| Exercise brief |
Rewrite everything from the start of the rows down to and including the line that contains "[108,226,122,255]", replacing "brass bezel" with "metal bezel" and leaving all else unchanged. Omit the pictures from your answer.

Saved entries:
########

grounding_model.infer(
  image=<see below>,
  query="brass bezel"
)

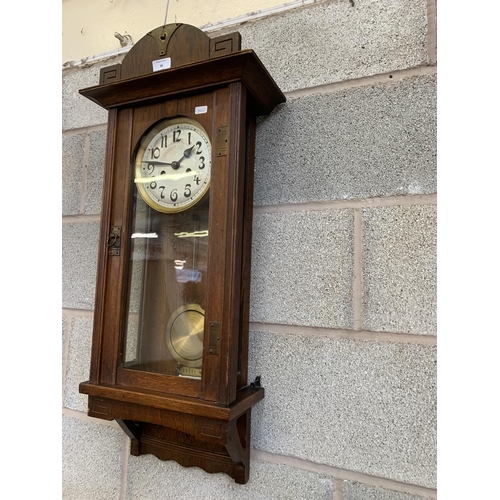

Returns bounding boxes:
[133,116,212,214]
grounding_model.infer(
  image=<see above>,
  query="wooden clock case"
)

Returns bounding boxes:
[79,24,285,484]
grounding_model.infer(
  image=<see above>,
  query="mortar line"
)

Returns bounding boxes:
[62,316,73,401]
[283,65,437,99]
[352,208,363,331]
[427,0,437,64]
[78,133,90,215]
[250,448,437,499]
[62,307,94,318]
[253,193,437,214]
[249,322,437,346]
[333,478,344,500]
[62,406,121,430]
[62,214,101,224]
[62,122,108,137]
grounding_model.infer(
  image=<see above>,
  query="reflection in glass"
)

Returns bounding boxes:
[122,194,209,377]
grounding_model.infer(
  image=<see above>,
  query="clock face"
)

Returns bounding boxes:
[135,118,212,213]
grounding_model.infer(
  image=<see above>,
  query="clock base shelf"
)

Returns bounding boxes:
[80,382,264,484]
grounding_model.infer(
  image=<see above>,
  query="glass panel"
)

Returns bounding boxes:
[122,191,209,378]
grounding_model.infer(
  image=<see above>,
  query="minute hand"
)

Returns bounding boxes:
[142,160,175,167]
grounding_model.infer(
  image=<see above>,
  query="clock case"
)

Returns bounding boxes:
[79,24,285,484]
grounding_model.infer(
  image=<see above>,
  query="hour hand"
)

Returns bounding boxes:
[177,146,194,163]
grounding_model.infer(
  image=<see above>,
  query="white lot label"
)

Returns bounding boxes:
[194,106,208,115]
[153,57,172,71]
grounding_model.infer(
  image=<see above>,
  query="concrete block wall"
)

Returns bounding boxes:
[62,0,437,500]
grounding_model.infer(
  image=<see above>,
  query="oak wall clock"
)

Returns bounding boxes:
[80,24,285,484]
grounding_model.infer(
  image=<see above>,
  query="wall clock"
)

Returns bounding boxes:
[76,24,285,483]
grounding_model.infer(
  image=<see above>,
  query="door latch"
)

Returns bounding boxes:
[108,226,122,255]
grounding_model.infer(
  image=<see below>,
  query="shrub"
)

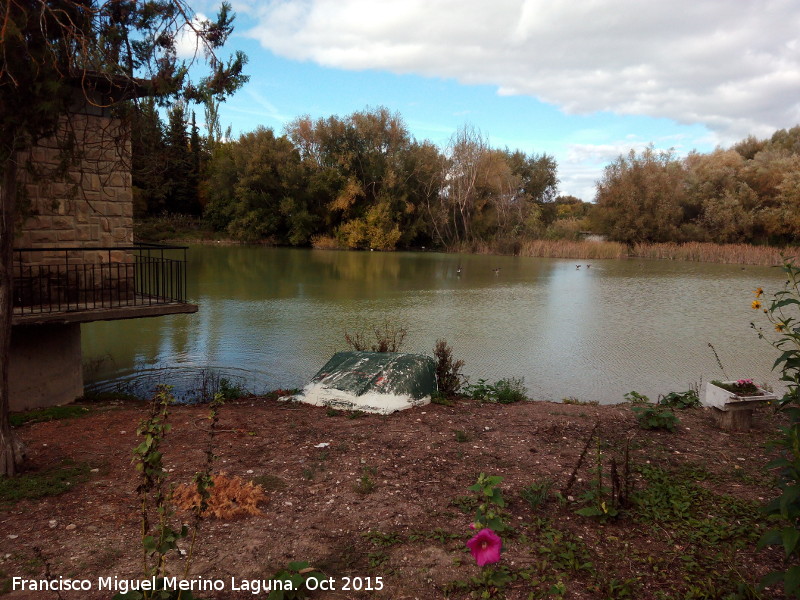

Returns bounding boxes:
[659,390,700,408]
[494,377,527,404]
[464,377,527,404]
[751,254,800,598]
[631,404,680,432]
[433,340,464,397]
[344,319,408,352]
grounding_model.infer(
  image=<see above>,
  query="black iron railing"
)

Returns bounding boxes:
[14,244,187,314]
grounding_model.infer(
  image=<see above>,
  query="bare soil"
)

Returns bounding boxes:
[0,398,781,600]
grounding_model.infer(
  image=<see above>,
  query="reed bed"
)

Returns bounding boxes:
[517,240,628,259]
[448,240,800,266]
[630,242,800,266]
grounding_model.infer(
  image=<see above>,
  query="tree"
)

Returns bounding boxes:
[0,0,246,475]
[594,146,684,244]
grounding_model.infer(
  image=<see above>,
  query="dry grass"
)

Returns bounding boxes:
[519,240,628,258]
[172,473,269,519]
[448,240,800,266]
[311,235,342,250]
[632,242,800,266]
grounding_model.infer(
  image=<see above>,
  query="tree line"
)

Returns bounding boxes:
[133,100,800,253]
[589,126,800,246]
[133,105,568,250]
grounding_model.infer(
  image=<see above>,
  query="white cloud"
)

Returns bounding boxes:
[244,0,800,144]
[175,13,208,60]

########

| Result of the task |
grounding_model.infer(
  image=<see below>,
  query="metal bezel"
)


Returns bounding boxes:
[133,116,212,214]
grounding_model.infer(
  image=<see above>,
  query="wooden clock case"
)

Returns bounding boxes:
[79,24,285,484]
grounding_model.infer(
  image=<see above>,
  query="mortar line"
)

Returns bounding boxes:
[62,316,73,401]
[283,65,437,99]
[352,208,363,331]
[427,0,437,64]
[78,133,90,215]
[250,448,437,499]
[62,307,94,318]
[253,193,437,214]
[249,322,437,346]
[333,478,344,500]
[62,406,121,430]
[62,214,101,224]
[62,122,108,137]
grounding_model.infer(
  image=<see above>,
  query="reflection in glass"
)

Returns bounding boxes:
[122,194,209,377]
grounding_model.infer(
  image=<see above>,
  query="clock face"
)

Returns bounding boxes:
[135,118,212,213]
grounding_model.infer(
  image=<see above>,
  query="clock base shelf"
)

Returns bounding boxes:
[80,382,264,484]
grounding_model.infer(
  image=<see above>,
  query="glass panel"
)

Returns bounding boxes:
[122,191,209,378]
grounding_model.infer(
  image=<see above>,
  query="minute hand"
)

Returns bounding boxes:
[142,160,175,167]
grounding_model.infer(
  image=<see above>,
  query="clock case"
)

Returns bounding boxes:
[79,24,285,484]
grounding_model.infer(
  image=<see above>,
  query="hour hand"
)

Returns bounding boxes:
[177,146,194,163]
grounding_model.infer(
  image=<see above>,
  query="white lot label"
)

Returns bounding boxes:
[194,106,208,115]
[153,57,172,71]
grounding_model.infer(
  image=<see above>,
  query="concrete block wall"
)

Returns bounding boxes:
[62,0,437,500]
grounding_model.infer(
  image=<see above>,
  query="oak wall clock"
)

Returns bounding boxes:
[80,24,285,484]
grounding_model.infer(
  image=<see above>,
  query="wall clock"
)

Returns bounding boxes:
[76,24,285,483]
grounding_model.infer(
  image=<see above>,
  query="door latch"
)

Returns bounding boxes:
[108,226,122,255]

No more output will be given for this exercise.